Problem statement
In the copy, keep every word of the data below and none of its pictures.

[Records drawn from a dataset]
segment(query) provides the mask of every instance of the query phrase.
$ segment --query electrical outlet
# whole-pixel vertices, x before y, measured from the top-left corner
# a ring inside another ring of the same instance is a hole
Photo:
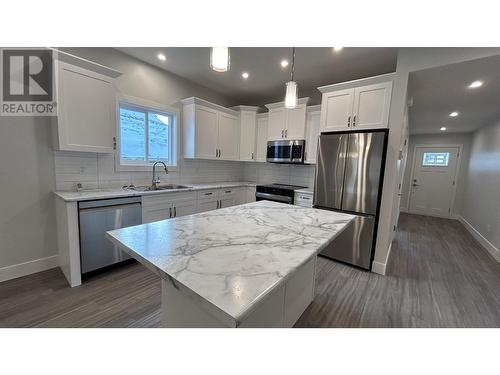
[[[85,173],[85,167],[80,167],[80,174],[84,174]]]
[[[490,233],[490,232],[491,232],[491,224],[488,224],[488,225],[486,226],[486,231],[487,231],[488,233]]]

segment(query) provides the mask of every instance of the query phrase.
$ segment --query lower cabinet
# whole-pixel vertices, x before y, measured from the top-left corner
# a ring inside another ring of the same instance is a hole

Solved exercise
segment(query) provides the mask of every instance of the query phrase.
$ segment --query electrical outlet
# whole-pixel vertices, x before y, measured from the top-left corner
# a ring inside another ring of the same instance is a hole
Photo:
[[[85,173],[85,167],[80,167],[80,174],[84,174]]]
[[[490,233],[490,232],[491,232],[491,224],[488,224],[488,225],[486,226],[486,231],[487,231],[488,233]]]

segment(query) provides the mask of every instance of the query phrase.
$ segment --query lower cabinet
# whole-pixel vertices, x before y, measured from the top-left corner
# a ring inside another ring of the same instance is a hole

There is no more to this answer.